__Problem description__.
Nothing in the records should change; write them all out exactly.

__Material for the task__.
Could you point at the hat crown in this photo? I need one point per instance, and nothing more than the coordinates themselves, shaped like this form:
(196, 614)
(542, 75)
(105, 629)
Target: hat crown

__Solution__.
Could you point at the hat crown in this photo? I need one point per instance, and nothing more than the coordinates themselves, shaped like this form:
(196, 614)
(542, 75)
(105, 629)
Target: hat crown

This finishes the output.